Rewrite everything from the start of the records down to the line containing "(1209, 741)", both ends included. Keep the requests as they are, and scale every coordinate in the answers by 0.8, rounding to whole numbers with halves rounded up.

***** Record set *****

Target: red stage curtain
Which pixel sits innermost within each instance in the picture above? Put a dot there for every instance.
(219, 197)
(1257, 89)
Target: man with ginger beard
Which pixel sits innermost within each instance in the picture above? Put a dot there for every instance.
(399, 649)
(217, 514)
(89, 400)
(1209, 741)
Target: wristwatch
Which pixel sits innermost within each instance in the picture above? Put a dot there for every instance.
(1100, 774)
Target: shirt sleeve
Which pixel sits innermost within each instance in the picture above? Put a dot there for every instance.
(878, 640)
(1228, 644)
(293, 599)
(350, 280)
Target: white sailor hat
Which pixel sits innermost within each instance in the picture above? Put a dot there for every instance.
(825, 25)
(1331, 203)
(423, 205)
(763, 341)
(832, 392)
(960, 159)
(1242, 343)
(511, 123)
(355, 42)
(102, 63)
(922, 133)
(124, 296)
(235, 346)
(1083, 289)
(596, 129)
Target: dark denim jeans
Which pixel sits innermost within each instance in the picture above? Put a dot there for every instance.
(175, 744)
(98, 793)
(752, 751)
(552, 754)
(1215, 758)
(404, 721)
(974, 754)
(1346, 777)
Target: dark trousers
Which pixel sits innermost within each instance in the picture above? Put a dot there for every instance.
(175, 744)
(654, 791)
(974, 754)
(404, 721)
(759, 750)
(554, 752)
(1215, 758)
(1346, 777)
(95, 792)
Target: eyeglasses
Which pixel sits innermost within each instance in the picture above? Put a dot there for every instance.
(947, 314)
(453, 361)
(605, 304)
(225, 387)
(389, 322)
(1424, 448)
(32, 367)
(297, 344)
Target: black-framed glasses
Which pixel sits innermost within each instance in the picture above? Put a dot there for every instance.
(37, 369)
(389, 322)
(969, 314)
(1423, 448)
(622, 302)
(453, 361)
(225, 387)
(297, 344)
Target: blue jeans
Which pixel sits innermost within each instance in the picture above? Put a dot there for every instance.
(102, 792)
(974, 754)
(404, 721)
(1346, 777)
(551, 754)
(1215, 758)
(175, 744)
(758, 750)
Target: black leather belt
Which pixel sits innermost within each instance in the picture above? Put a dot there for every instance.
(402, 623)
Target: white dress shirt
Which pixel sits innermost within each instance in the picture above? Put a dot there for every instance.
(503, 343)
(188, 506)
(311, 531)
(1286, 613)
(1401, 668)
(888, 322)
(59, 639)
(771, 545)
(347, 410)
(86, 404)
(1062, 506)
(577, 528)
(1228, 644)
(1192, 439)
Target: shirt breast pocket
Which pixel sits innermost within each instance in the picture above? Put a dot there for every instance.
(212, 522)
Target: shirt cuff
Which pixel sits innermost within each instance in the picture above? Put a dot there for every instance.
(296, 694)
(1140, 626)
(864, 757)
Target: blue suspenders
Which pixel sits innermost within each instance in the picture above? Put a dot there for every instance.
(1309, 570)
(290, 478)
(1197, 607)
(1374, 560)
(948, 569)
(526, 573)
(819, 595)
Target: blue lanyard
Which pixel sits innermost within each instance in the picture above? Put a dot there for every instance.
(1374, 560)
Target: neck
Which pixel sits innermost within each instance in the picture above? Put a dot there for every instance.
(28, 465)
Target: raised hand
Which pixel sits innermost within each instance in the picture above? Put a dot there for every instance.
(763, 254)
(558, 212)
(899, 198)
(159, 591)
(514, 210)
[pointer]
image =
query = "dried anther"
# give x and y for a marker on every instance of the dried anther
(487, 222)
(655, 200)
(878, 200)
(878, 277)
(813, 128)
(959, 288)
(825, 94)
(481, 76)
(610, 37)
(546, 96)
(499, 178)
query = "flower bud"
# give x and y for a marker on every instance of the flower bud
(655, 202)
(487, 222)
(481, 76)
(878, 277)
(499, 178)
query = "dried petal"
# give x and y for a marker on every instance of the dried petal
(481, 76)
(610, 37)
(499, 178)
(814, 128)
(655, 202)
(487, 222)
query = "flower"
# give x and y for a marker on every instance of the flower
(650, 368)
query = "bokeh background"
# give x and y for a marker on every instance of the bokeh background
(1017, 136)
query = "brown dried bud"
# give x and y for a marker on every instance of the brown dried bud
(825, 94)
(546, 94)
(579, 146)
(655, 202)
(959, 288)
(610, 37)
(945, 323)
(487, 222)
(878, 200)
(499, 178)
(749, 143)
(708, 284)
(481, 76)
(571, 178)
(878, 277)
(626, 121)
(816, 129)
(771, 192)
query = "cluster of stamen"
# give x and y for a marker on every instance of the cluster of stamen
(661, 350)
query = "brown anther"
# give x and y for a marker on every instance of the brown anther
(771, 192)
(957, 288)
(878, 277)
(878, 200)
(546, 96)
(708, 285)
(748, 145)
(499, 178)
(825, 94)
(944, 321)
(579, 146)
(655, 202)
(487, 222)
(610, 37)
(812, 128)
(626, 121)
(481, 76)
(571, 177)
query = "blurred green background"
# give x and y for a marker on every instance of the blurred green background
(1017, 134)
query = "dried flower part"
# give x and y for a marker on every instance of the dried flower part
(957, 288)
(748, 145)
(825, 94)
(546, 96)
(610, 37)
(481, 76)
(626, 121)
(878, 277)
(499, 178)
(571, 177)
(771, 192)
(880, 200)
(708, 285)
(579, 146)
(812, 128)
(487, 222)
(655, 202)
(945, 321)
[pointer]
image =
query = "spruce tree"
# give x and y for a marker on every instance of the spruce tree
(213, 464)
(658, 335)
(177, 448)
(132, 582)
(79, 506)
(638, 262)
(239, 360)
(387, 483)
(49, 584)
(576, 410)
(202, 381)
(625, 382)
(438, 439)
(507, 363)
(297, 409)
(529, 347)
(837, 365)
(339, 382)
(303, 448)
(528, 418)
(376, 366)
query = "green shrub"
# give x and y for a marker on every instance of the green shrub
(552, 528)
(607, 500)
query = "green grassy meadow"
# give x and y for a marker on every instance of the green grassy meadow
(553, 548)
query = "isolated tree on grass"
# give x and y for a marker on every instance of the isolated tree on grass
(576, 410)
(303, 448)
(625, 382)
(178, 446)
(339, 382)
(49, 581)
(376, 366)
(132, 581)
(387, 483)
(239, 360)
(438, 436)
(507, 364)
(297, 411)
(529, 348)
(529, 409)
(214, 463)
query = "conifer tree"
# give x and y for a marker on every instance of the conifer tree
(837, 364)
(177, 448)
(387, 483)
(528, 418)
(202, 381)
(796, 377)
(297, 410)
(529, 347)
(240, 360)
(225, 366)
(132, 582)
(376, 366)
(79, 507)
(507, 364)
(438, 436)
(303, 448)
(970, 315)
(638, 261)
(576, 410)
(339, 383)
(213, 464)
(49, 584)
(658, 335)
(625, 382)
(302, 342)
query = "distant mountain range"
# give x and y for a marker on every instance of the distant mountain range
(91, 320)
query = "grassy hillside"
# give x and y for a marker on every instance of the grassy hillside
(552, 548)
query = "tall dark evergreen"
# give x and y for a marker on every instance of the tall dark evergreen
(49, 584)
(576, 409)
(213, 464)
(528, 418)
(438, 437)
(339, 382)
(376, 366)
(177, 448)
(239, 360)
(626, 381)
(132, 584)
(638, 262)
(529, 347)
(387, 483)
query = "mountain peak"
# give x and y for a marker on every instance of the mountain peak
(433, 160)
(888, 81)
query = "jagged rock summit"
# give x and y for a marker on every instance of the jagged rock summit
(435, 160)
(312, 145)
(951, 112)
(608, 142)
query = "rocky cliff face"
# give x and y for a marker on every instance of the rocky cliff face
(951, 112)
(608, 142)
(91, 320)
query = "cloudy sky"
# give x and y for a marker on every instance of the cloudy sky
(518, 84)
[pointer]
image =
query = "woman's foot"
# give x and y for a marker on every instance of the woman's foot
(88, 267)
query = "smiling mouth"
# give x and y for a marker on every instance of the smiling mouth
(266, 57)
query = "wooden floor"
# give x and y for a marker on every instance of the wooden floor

*****

** Answer to this problem **
Target: red stage curtain
Which pixel sits innermost within each instance in the picture above? Put a dot there for every instance.
(175, 158)
(1006, 71)
Target: man with ginger beard
Which pixel sits innermost within each instance in the picture above? Put a dot there for every instance.
(319, 519)
(174, 411)
(71, 320)
(967, 593)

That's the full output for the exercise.